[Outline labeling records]
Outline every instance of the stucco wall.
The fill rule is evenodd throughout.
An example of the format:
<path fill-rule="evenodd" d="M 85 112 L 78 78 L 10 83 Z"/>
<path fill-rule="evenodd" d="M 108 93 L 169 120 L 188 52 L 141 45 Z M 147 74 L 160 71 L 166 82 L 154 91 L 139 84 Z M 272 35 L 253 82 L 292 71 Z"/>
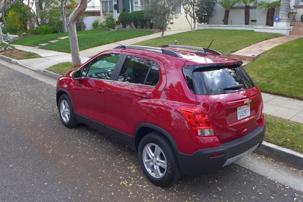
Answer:
<path fill-rule="evenodd" d="M 170 23 L 173 24 L 169 24 L 168 27 L 171 30 L 182 30 L 185 29 L 190 29 L 190 25 L 185 17 L 185 14 L 183 8 L 181 9 L 181 13 L 177 14 L 179 17 L 177 18 L 173 19 Z M 197 26 L 197 25 L 196 25 Z"/>
<path fill-rule="evenodd" d="M 209 23 L 212 24 L 223 24 L 225 8 L 217 4 L 215 6 L 216 11 L 212 17 L 210 19 Z M 275 16 L 279 14 L 280 7 L 276 8 Z M 250 25 L 265 25 L 266 23 L 266 13 L 267 9 L 259 10 L 251 9 L 250 10 Z M 231 24 L 231 20 L 233 20 L 233 25 L 244 25 L 244 8 L 233 9 L 230 10 L 228 17 L 228 24 Z M 251 20 L 256 20 L 256 22 L 251 22 Z"/>

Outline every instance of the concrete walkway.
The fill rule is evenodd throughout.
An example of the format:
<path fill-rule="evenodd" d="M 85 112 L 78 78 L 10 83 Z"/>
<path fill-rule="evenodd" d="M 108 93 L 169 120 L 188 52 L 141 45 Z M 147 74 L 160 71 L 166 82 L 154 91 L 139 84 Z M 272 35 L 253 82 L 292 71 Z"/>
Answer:
<path fill-rule="evenodd" d="M 252 62 L 259 55 L 273 47 L 303 36 L 288 35 L 280 37 L 266 40 L 253 44 L 232 54 L 232 57 L 247 61 L 245 64 Z"/>
<path fill-rule="evenodd" d="M 166 31 L 165 35 L 172 34 L 187 31 L 188 30 L 168 31 Z M 131 45 L 146 40 L 159 37 L 161 33 L 156 33 L 148 36 L 128 39 L 82 50 L 80 51 L 81 61 L 82 63 L 84 63 L 92 56 L 102 51 L 115 48 L 120 44 Z M 252 57 L 252 54 L 254 55 L 253 56 L 253 59 L 254 59 L 259 54 L 279 44 L 300 37 L 299 36 L 285 36 L 268 40 L 239 50 L 233 53 L 232 56 L 236 57 L 236 55 L 240 55 L 241 57 L 242 57 L 241 59 L 244 60 L 243 62 L 245 65 L 250 62 L 246 60 L 251 60 L 252 61 L 253 60 L 253 59 L 250 59 L 250 57 Z M 173 43 L 173 41 L 172 41 L 171 44 Z M 24 46 L 15 45 L 15 46 L 17 49 L 37 53 L 41 56 L 42 58 L 17 60 L 0 55 L 0 59 L 6 60 L 13 63 L 17 63 L 24 67 L 43 73 L 55 78 L 58 78 L 60 75 L 44 69 L 63 62 L 71 62 L 71 56 L 69 53 L 44 50 Z M 245 57 L 245 58 L 243 57 Z M 264 102 L 264 112 L 265 113 L 303 123 L 303 101 L 267 93 L 262 93 L 262 97 Z M 303 169 L 303 154 L 264 142 L 255 151 L 255 152 L 274 158 L 287 164 Z"/>

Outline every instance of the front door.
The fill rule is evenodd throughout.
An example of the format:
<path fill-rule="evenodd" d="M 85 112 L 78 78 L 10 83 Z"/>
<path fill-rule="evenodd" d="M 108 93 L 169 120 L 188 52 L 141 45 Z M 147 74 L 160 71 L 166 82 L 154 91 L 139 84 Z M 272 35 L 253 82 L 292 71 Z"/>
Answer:
<path fill-rule="evenodd" d="M 107 91 L 105 125 L 133 136 L 164 87 L 164 68 L 161 61 L 139 54 L 128 55 L 120 68 Z"/>
<path fill-rule="evenodd" d="M 84 67 L 82 78 L 76 81 L 74 88 L 77 114 L 104 124 L 106 92 L 119 58 L 118 54 L 105 54 Z"/>

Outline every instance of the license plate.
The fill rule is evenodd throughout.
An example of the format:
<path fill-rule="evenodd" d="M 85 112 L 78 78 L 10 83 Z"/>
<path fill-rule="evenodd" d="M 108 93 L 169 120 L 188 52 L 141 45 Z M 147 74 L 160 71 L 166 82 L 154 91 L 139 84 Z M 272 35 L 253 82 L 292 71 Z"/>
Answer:
<path fill-rule="evenodd" d="M 246 118 L 251 116 L 251 106 L 244 105 L 238 107 L 237 108 L 237 114 L 238 120 Z"/>

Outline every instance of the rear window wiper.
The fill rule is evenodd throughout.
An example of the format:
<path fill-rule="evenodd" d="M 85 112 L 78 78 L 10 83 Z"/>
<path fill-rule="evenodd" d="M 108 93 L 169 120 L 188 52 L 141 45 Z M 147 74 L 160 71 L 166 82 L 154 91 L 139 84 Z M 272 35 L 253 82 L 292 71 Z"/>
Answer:
<path fill-rule="evenodd" d="M 231 85 L 230 86 L 227 86 L 223 90 L 238 90 L 244 87 L 244 85 L 243 84 L 239 84 L 238 85 Z"/>

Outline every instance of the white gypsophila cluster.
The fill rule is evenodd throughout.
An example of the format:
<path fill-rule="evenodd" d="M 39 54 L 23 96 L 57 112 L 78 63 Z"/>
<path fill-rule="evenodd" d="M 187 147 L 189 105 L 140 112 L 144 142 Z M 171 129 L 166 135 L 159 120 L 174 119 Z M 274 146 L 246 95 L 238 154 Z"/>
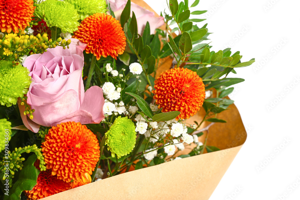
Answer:
<path fill-rule="evenodd" d="M 166 122 L 166 123 L 169 125 L 172 125 L 173 123 L 177 123 L 177 121 L 176 121 L 176 120 L 175 119 L 175 118 L 174 118 L 173 119 L 167 121 Z"/>
<path fill-rule="evenodd" d="M 107 96 L 111 101 L 118 100 L 121 97 L 121 93 L 118 92 L 116 90 L 114 90 L 113 91 L 109 93 Z"/>
<path fill-rule="evenodd" d="M 98 179 L 99 178 L 102 178 L 103 176 L 103 171 L 100 168 L 97 168 L 97 171 L 96 171 L 96 173 L 95 174 L 95 177 Z"/>
<path fill-rule="evenodd" d="M 153 150 L 154 149 L 153 148 L 151 148 L 149 149 L 147 149 L 145 151 L 145 152 L 148 152 Z M 144 156 L 144 157 L 146 160 L 153 160 L 154 158 L 154 157 L 156 156 L 157 155 L 157 150 L 156 150 L 152 151 L 150 151 L 148 153 L 145 154 L 143 155 Z"/>
<path fill-rule="evenodd" d="M 181 159 L 182 159 L 182 158 L 180 157 L 176 157 L 175 158 L 175 159 L 174 160 L 180 160 Z"/>
<path fill-rule="evenodd" d="M 120 115 L 121 115 L 122 113 L 123 114 L 125 114 L 125 112 L 127 111 L 126 110 L 126 108 L 125 108 L 124 106 L 121 106 L 119 107 L 117 107 L 116 109 L 117 111 Z"/>
<path fill-rule="evenodd" d="M 112 68 L 110 66 L 110 63 L 107 63 L 105 65 L 105 69 L 106 69 L 106 71 L 108 72 L 110 72 L 112 70 Z"/>
<path fill-rule="evenodd" d="M 187 143 L 189 145 L 194 141 L 193 136 L 188 133 L 183 133 L 182 136 L 181 137 L 181 139 L 184 142 Z"/>
<path fill-rule="evenodd" d="M 175 145 L 168 145 L 170 143 L 167 143 L 166 144 L 166 145 L 168 145 L 164 147 L 164 150 L 165 151 L 165 152 L 168 154 L 168 156 L 172 156 L 174 155 L 175 153 L 175 151 L 176 150 Z"/>
<path fill-rule="evenodd" d="M 211 96 L 212 94 L 212 92 L 210 90 L 206 90 L 205 91 L 205 99 L 210 97 Z"/>
<path fill-rule="evenodd" d="M 150 103 L 150 108 L 153 112 L 156 112 L 158 110 L 158 106 L 157 106 L 152 104 L 151 103 Z"/>
<path fill-rule="evenodd" d="M 179 141 L 177 139 L 174 139 L 173 140 L 173 144 L 175 144 L 176 147 L 178 148 L 178 149 L 179 150 L 182 151 L 184 150 L 185 147 L 184 147 L 184 145 L 183 144 L 183 143 L 181 142 L 181 143 L 179 143 Z M 178 144 L 177 144 L 178 143 Z"/>
<path fill-rule="evenodd" d="M 139 110 L 139 108 L 136 106 L 130 106 L 128 109 L 128 111 L 131 114 L 134 114 Z"/>
<path fill-rule="evenodd" d="M 165 134 L 167 134 L 168 132 L 170 130 L 169 129 L 169 127 L 163 121 L 158 122 L 157 124 L 158 130 L 162 130 L 163 133 Z"/>
<path fill-rule="evenodd" d="M 149 139 L 149 142 L 152 142 L 153 144 L 154 144 L 158 141 L 159 139 L 159 135 L 157 133 L 154 133 L 153 134 L 153 135 L 151 136 L 151 137 L 150 138 L 150 139 Z"/>
<path fill-rule="evenodd" d="M 136 132 L 138 132 L 140 134 L 143 134 L 147 130 L 148 124 L 145 121 L 141 121 L 136 122 L 136 127 L 135 129 Z"/>
<path fill-rule="evenodd" d="M 135 116 L 135 118 L 134 118 L 134 120 L 136 121 L 144 121 L 145 122 L 145 119 L 141 115 L 139 114 L 138 115 L 137 115 Z"/>
<path fill-rule="evenodd" d="M 152 128 L 157 128 L 158 127 L 157 125 L 157 122 L 156 121 L 150 121 L 149 122 L 149 126 Z"/>
<path fill-rule="evenodd" d="M 118 76 L 118 75 L 119 74 L 119 73 L 116 70 L 112 70 L 111 72 L 110 72 L 110 73 L 112 75 L 112 76 L 114 77 L 116 76 Z"/>
<path fill-rule="evenodd" d="M 63 38 L 66 40 L 68 40 L 69 39 L 70 39 L 72 38 L 72 35 L 70 33 L 67 32 L 66 33 L 61 33 L 59 34 L 59 36 Z"/>
<path fill-rule="evenodd" d="M 142 65 L 137 62 L 131 63 L 129 65 L 130 72 L 134 74 L 140 74 L 143 72 Z"/>
<path fill-rule="evenodd" d="M 110 93 L 111 93 L 116 90 L 116 87 L 113 83 L 110 82 L 106 82 L 102 86 L 102 89 L 103 91 L 103 94 L 107 95 Z"/>
<path fill-rule="evenodd" d="M 112 112 L 116 112 L 116 106 L 112 103 L 107 102 L 104 103 L 103 105 L 103 113 L 108 115 L 112 114 Z"/>
<path fill-rule="evenodd" d="M 180 123 L 174 123 L 171 127 L 171 135 L 177 137 L 181 135 L 184 130 L 182 125 Z"/>
<path fill-rule="evenodd" d="M 23 64 L 24 64 L 25 62 L 25 60 L 26 59 L 27 57 L 28 56 L 27 55 L 24 55 L 20 57 L 20 61 L 21 61 L 20 64 L 21 65 L 22 65 Z"/>
<path fill-rule="evenodd" d="M 199 142 L 199 140 L 198 139 L 198 136 L 196 135 L 194 135 L 193 136 L 193 139 L 194 140 L 194 143 L 198 144 Z"/>

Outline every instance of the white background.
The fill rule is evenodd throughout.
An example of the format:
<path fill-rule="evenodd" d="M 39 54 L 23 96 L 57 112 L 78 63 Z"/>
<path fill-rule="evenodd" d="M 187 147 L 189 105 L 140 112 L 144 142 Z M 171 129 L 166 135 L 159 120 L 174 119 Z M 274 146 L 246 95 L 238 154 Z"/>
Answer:
<path fill-rule="evenodd" d="M 168 10 L 165 1 L 145 1 Z M 230 97 L 248 137 L 210 199 L 300 199 L 299 7 L 296 0 L 200 0 L 190 9 L 208 10 L 192 18 L 207 19 L 198 23 L 214 33 L 212 50 L 229 45 L 242 61 L 256 60 L 231 74 L 246 80 Z"/>

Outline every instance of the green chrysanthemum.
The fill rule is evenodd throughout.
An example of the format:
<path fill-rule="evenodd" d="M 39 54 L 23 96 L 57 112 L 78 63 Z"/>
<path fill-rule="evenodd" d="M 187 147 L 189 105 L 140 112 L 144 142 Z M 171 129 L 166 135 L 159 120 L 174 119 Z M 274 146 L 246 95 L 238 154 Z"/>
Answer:
<path fill-rule="evenodd" d="M 56 26 L 64 33 L 78 30 L 79 15 L 74 6 L 68 2 L 47 0 L 39 5 L 34 13 L 49 27 Z"/>
<path fill-rule="evenodd" d="M 0 61 L 0 102 L 8 107 L 16 104 L 18 97 L 27 94 L 31 83 L 27 68 L 13 65 L 11 61 Z"/>
<path fill-rule="evenodd" d="M 75 7 L 81 20 L 95 13 L 104 13 L 107 10 L 105 0 L 67 0 L 66 1 Z"/>
<path fill-rule="evenodd" d="M 11 125 L 11 123 L 6 120 L 6 119 L 0 119 L 0 130 L 2 135 L 1 139 L 0 140 L 0 152 L 4 150 L 5 144 L 8 143 L 8 142 L 5 142 L 5 141 L 9 142 L 10 140 Z M 8 137 L 7 137 L 7 135 L 8 135 Z"/>
<path fill-rule="evenodd" d="M 119 158 L 130 153 L 134 147 L 136 135 L 132 121 L 127 117 L 118 117 L 105 133 L 105 144 L 111 152 L 112 157 L 115 157 L 115 154 Z"/>

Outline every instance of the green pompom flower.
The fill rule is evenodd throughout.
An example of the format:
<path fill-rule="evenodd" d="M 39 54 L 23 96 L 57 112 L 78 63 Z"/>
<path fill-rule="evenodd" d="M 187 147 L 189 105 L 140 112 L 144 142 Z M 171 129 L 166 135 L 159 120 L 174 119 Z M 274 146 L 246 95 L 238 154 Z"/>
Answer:
<path fill-rule="evenodd" d="M 1 134 L 1 139 L 0 140 L 0 152 L 4 150 L 5 144 L 8 144 L 10 140 L 10 129 L 11 123 L 6 119 L 0 119 L 0 133 Z M 7 137 L 8 135 L 8 137 Z"/>
<path fill-rule="evenodd" d="M 74 6 L 68 2 L 47 0 L 39 5 L 34 13 L 49 27 L 56 26 L 64 33 L 73 33 L 78 30 L 79 15 Z"/>
<path fill-rule="evenodd" d="M 115 157 L 115 154 L 120 158 L 130 153 L 134 147 L 136 136 L 132 121 L 127 117 L 118 117 L 105 133 L 105 144 L 111 152 L 112 157 Z"/>
<path fill-rule="evenodd" d="M 66 0 L 66 1 L 75 7 L 81 20 L 95 13 L 104 13 L 107 10 L 105 0 Z"/>
<path fill-rule="evenodd" d="M 16 104 L 18 97 L 27 94 L 31 83 L 28 69 L 13 65 L 11 61 L 0 61 L 0 102 L 7 107 Z"/>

## [WHAT THE EXERCISE ASKS]
Please return the records word for word, from the line containing "Outline every instance of the white gypsophila" through the line containing "166 122 L 166", with both of those lines included. Leave any pictures out.

## [COMPLETE RESPONSE]
Outline every instance of the white gypsophila cluster.
The fill rule is evenodd throughout.
An example of the format:
<path fill-rule="evenodd" d="M 39 54 L 23 96 L 57 112 L 78 63 Z"/>
<path fill-rule="evenodd" d="M 187 147 L 189 105 L 140 112 L 144 142 Z M 171 129 L 166 135 L 159 120 L 174 119 Z M 274 146 L 246 95 L 238 154 Z"/>
Answer:
<path fill-rule="evenodd" d="M 166 122 L 166 123 L 169 125 L 172 125 L 173 123 L 177 123 L 177 121 L 176 121 L 176 120 L 175 119 L 175 118 L 174 118 L 173 119 L 167 121 Z"/>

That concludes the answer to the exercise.